In the end, all of these bands did a good thing whether or not I liked their music. They all raised money to help one of their own. I bought some merchandise and gladly paid the hefty door fee to do my little part of the same. I regret none of it.
I’m going to go write about my after-show adventures in another post. Tonight, I’m also going to try to go to a third show this week. I still can’t really see straight. Maybe this is what a hangover is like.
==*==
(To do)
Return the entire passage about the benefit show, word for word. Work only from the passage about the benefit show.
==*==
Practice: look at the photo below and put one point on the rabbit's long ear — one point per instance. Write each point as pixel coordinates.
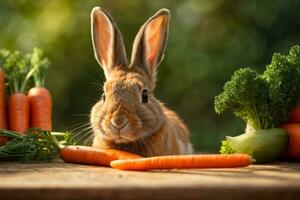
(107, 41)
(150, 42)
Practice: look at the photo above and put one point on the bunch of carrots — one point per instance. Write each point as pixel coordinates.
(28, 103)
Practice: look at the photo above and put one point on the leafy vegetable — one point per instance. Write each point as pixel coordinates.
==*==
(Solution)
In the end, all of these bands did a good thing whether or not I liked their music. They all raised money to help one of their own. I bought some merchandise and gladly paid the hefty door fee to do my little part of the same. I regret none of it.
I’m going to go write about my after-show adventures in another post. Tonight, I’m also going to try to go to a third show this week. I still can’t really see straight. Maybe this is what a hangover is like.